EXCERPTED TEXT:

Prepare the datasets

To prepare your datasets, complete the following steps:

  1. On the QuickSight console, choose Datasets in the navigation pane.
  2. Choose New dataset.
  3. Choose Athena.
  4. For Data source name, enter retail-analysis.
  5. Choose Validate connection.
  6. After your connection is validated, choose Create data source.
  7. For Database, choose orderdatalake.
  8. For Tables, select orders_clean.
  9. Choose Edit/Preview data.
  10. For Query mode, select SPICE.
    SPICE (Super-fast, Parallel, In-memory Calculation Engine) is the robust in-memory engine that QuickSight uses.
  11. Choose the orderdatetime field (right-click), choose Change data type, and choose Date.
  12. Enter the date format as MM/dd/yyyy HH:mm:ss.
  13. Choose Validate and Update.
  14. Change the data types of the following fields to QuickSight geospatial data types:
    1. billingaddress.zipcode – Postcode
    2. billingaddress.city – City
    3. billingaddress.country – Country
    4. billingaddress.state – State
    5. shippingaddress.zipcode – Postcode
    6. shippingaddress.city – City
    7. shippingaddress.country – Country
    8. shippingaddress.state – State
  15. Choose Save & publish.
  16. Choose Cancel to exit this page.

    Let’s create another dataset for the Athena table inventory_landing_zone.
  17. Follow steps 1–7 to create a new dataset. For Table selection, choose inventory_landing_zone.
  18. Choose Edit/Preview data.
  19. For Query mode, select SPICE.
  20. Choose Save & publish.
  21. Choose Cancel to exit this page.

    Both datasets should now be listed on the Datasets page.
  22. Choose each dataset and choose Refresh now.
  23. Select Full refresh and choose Refresh.

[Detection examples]

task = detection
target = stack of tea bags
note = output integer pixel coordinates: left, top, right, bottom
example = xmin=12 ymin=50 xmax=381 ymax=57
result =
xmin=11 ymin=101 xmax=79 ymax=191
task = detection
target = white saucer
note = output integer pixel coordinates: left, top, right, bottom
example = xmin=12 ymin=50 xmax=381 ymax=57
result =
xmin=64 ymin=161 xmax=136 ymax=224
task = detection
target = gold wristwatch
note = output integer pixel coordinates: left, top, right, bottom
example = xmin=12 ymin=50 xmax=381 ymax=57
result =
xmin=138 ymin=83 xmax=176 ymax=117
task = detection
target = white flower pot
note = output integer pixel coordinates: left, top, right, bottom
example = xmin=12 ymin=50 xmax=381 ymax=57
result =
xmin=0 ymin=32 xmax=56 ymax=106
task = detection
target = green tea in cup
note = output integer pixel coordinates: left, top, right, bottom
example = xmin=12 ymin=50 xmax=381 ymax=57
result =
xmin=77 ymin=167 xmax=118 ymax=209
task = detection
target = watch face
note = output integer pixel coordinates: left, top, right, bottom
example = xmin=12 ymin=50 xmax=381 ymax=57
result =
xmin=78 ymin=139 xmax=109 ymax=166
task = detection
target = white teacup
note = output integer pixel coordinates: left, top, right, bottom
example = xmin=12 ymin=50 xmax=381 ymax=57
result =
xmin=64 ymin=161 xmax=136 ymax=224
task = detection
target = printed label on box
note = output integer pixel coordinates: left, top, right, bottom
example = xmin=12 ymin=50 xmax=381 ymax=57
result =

PROBLEMS TO SOLVE:
(a) Return the passage of the dataset preparation instructions from "4. For Data" up to and including "10. For Query mode, select SPICE.".
(b) Please translate this sentence from the dataset preparation instructions into Spanish: "Both datasets should now be listed on the Datasets page."
(c) Extend the dataset preparation instructions with the steps that would come next.

RESULTS FOR THE EXERCISE:
(a)
4. For Data source name, enter retail-analysis.
  5. Choose Validate connection.
  6. After your connection is validated, choose Create data source.
  7. For Database, choose orderdatalake.
  8. For Tables, select orders_clean.
  9. Choose Edit/Preview data.
  10. For Query mode, select SPICE.

(b) Ambos conjuntos de datos deberían aparecer ahora en la página Datasets.

(c)
To set up a scheduled refresh, choose Schedule a refresh and provide your schedule details.

Create an analysis

To create an analysis in QuickSight, complete the following steps:

  1. On the QuickSight console, choose Analyses in the navigation pane.
  2. Choose New analysis.
  3. Choose the orders_clean dataset.
  4. Choose Create analysis.
  5. To adjust the theme, choose Themes in the navigation pane, choose your preferred theme, and choose Apply.
  6. Name the analysis retail-analysis.

Add visualizations to the analysis

Let’s start creating visualizations. The first visualization shows orders created over time.

  1. Choose the empty graph on the dashboard and for Visual type¸ choose the line chart.
    For more information about visual types, see Visual types in Amazon QuickSight.
  2. Under Field wells, drag orderdatetime to X axis and ordernumber to Value.
  3. Set ordernumber to Aggregate: Count distinct.

    Now we can filter these orders by Created status.
  4. Choose Filter in the navigation pane and choose Create one.
  5. Search for and choose status.
  6. Choose the status filter you just created.
  7. Select Created from the filter list and choose Apply.
  8. Choose the graph (right-click) and choose Add forecast.
    The forecasting ability is only available in the Enterprise Edition. QuickSight uses a built-in version of the Random Cut Forest (RCF) algorithm. For more information, refer to Understanding the ML algorithm used by Amazon QuickSight.
  9. Leave the settings as default and choose Apply.
  10. Rename the visualization to “Orders Created Over Time.”

If the forecast is applied successfully, the visualization shows the expected number of orders as well as upper and lower bounds.

If you get the following error message, allow for the data to accumulate for a few days before adding the forecast.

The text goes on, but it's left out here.